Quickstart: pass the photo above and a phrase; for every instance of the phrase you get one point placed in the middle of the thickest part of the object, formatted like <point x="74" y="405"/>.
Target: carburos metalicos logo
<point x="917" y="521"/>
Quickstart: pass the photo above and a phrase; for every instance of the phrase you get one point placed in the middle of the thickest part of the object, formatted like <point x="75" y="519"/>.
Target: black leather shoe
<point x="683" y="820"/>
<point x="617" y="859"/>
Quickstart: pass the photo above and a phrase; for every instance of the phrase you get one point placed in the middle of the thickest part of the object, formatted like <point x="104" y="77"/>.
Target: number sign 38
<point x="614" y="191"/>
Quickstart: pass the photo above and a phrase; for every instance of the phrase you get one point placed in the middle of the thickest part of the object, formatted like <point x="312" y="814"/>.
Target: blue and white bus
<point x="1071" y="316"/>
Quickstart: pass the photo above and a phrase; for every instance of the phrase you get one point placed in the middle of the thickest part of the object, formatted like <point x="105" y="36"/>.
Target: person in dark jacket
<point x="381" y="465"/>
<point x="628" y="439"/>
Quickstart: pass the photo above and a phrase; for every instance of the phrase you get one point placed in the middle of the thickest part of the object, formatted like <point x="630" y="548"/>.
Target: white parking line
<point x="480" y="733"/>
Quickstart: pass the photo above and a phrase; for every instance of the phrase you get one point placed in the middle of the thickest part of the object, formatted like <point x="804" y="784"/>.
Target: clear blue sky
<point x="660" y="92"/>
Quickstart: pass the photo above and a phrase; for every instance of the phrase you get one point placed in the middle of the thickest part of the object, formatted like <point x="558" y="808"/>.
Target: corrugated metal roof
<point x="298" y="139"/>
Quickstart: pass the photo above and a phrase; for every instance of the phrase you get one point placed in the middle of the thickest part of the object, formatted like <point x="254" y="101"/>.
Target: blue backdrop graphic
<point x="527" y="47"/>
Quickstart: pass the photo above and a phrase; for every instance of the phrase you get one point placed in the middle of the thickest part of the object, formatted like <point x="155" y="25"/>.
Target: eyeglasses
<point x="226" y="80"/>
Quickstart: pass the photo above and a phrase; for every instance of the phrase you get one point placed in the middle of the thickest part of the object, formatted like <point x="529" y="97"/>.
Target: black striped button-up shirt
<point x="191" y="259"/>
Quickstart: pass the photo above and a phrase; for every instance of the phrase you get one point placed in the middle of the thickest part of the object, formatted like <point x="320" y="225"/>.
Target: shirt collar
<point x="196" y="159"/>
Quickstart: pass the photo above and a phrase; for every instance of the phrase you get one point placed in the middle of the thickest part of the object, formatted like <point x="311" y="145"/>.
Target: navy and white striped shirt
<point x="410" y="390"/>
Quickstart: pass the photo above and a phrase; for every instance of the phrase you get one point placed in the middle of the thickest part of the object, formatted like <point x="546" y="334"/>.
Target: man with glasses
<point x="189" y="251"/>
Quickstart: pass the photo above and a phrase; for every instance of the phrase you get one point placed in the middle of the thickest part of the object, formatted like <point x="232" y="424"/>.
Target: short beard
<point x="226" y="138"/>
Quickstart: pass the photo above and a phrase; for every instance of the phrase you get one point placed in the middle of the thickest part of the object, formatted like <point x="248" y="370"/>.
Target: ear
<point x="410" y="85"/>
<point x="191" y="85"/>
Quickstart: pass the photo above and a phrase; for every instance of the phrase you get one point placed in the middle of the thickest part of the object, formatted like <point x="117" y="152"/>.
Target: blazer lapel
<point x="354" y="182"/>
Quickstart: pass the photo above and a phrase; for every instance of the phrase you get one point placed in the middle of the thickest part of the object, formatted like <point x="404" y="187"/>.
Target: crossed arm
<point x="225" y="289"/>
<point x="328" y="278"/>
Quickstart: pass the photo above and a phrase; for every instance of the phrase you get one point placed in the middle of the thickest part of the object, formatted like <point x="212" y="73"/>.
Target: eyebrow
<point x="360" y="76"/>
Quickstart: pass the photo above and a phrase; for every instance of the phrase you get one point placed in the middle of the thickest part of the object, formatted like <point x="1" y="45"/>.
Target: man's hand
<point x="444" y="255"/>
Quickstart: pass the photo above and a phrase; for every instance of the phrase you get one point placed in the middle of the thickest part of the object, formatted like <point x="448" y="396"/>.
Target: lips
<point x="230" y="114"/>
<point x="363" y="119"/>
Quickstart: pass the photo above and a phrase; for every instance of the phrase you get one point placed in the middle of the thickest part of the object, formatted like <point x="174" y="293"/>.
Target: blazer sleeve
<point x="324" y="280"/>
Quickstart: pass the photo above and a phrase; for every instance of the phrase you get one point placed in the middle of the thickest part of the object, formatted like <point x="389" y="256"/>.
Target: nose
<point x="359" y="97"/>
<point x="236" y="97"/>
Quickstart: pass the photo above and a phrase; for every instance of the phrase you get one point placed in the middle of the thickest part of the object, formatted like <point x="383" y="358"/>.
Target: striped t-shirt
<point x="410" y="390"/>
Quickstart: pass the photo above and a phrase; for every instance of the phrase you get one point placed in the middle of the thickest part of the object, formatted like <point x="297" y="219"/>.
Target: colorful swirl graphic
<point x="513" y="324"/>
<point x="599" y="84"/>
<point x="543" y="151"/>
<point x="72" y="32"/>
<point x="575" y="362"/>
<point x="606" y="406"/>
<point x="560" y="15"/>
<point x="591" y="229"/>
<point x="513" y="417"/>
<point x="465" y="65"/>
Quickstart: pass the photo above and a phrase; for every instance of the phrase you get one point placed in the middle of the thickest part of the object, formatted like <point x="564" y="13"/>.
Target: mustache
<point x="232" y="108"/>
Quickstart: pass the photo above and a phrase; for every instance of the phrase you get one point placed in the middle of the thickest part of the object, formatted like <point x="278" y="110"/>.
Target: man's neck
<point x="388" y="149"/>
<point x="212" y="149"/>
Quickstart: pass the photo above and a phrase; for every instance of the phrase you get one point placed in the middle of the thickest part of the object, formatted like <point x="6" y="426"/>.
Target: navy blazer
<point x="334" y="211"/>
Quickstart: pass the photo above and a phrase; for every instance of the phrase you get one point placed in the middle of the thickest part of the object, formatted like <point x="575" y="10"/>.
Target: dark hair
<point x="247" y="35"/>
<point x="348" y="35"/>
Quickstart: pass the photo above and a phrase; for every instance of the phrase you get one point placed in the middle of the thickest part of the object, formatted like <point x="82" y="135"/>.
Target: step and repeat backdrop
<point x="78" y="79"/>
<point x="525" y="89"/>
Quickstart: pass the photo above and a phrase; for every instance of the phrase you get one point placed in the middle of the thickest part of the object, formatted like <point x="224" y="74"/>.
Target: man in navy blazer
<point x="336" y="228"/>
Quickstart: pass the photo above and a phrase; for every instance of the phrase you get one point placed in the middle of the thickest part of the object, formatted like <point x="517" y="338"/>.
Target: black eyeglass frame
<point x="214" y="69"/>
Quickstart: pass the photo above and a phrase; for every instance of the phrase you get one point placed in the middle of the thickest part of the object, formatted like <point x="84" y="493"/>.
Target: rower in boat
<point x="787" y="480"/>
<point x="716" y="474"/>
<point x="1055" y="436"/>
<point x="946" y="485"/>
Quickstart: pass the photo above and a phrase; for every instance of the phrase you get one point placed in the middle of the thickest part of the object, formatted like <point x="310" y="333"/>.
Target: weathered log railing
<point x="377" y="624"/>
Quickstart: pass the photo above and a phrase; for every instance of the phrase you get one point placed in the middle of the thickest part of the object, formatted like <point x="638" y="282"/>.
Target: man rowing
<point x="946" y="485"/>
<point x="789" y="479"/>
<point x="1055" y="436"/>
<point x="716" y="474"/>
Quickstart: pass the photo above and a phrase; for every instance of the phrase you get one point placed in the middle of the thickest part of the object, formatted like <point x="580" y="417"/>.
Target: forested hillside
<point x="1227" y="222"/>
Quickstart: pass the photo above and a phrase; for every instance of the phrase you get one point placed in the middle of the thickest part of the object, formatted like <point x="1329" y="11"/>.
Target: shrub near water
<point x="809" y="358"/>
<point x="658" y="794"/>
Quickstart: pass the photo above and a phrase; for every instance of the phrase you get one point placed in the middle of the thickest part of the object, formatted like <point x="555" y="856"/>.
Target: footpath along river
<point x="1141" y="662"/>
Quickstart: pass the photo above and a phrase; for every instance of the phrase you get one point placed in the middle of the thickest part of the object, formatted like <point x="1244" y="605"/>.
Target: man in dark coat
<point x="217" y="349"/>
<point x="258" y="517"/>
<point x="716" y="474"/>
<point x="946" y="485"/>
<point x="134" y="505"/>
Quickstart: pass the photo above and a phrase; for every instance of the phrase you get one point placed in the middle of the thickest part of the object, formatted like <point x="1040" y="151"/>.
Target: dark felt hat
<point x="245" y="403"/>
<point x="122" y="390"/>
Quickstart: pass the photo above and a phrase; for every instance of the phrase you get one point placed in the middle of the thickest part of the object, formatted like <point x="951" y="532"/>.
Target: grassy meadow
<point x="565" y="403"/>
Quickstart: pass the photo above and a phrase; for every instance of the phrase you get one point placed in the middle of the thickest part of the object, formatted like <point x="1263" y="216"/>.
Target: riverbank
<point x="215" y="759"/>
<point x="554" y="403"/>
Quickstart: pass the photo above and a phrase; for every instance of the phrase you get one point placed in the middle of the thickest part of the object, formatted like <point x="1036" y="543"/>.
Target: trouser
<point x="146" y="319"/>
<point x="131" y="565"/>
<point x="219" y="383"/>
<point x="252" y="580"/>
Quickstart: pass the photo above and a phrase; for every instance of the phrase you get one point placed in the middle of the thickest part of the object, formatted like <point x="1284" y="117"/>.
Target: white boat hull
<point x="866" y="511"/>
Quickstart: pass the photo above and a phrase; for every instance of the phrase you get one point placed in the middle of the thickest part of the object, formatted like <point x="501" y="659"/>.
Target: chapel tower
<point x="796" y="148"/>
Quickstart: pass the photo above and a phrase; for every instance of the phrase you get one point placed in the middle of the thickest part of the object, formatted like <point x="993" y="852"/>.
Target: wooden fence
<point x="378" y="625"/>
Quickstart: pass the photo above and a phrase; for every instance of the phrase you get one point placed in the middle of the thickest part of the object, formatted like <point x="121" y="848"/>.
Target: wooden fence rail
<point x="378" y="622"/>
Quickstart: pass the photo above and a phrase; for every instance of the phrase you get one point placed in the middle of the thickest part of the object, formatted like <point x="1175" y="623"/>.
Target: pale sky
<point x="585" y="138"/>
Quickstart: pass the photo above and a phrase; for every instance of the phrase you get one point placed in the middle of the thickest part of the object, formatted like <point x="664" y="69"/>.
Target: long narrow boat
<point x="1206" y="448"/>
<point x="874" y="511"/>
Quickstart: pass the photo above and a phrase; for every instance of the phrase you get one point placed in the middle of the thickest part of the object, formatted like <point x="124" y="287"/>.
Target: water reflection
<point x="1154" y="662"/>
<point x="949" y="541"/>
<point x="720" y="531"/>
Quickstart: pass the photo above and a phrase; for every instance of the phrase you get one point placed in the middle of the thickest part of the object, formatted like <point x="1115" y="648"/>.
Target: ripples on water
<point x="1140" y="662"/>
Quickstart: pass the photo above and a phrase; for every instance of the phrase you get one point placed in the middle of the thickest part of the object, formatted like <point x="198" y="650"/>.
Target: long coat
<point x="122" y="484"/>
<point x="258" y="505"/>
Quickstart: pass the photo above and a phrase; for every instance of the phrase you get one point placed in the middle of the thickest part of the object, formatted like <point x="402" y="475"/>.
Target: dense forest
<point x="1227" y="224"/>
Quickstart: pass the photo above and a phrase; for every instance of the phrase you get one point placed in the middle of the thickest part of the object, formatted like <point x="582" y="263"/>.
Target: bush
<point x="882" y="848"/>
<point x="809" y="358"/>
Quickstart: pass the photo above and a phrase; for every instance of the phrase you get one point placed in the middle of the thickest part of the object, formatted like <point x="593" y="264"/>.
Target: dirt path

## WHAT YOU NEED TO DO
Return every line of the data above that contains the word "wooden".

## EXERCISE RESPONSE
Target: wooden fence
Target: wooden fence rail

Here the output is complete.